▶ EXERCISE TASK
Rewrite every line of the material below, requests included, starting with the line that contains "Q: Point out each instance of the person in fur" and continuing through the end of the material. Multiply each point coordinate in the answers by 1.6 and round to whole numbers, with halves rounded up.

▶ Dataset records

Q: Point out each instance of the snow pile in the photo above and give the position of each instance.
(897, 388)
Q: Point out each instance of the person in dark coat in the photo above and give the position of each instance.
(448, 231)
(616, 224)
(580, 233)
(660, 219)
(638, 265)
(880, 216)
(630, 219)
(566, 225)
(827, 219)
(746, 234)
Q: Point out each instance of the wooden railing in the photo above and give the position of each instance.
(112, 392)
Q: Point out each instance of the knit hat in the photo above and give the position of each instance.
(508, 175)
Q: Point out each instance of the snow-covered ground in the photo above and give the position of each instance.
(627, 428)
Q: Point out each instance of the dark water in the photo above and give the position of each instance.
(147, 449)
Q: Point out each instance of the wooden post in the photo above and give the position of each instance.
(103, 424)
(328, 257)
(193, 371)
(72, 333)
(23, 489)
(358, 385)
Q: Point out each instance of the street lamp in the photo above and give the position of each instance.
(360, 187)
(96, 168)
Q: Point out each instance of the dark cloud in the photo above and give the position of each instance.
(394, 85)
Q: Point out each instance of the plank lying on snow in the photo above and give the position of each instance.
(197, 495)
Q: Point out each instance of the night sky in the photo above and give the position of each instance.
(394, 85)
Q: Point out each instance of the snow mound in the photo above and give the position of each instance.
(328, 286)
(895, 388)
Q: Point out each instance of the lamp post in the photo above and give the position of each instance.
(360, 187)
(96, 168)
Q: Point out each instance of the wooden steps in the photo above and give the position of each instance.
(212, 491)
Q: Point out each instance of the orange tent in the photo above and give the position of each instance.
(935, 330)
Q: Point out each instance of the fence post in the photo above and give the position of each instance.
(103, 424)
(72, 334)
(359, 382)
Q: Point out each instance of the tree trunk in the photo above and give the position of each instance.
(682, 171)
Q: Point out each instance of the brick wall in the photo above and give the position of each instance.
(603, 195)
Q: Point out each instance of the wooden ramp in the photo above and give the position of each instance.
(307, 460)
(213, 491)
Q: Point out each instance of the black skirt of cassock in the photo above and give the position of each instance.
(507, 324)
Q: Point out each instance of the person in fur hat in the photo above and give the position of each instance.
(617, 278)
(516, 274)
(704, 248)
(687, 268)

▶ EXPECTED ANSWER
Q: Point out each instance of the person in fur hat in the photo above and give the position of each instance.
(987, 445)
(826, 438)
(1126, 397)
(1099, 429)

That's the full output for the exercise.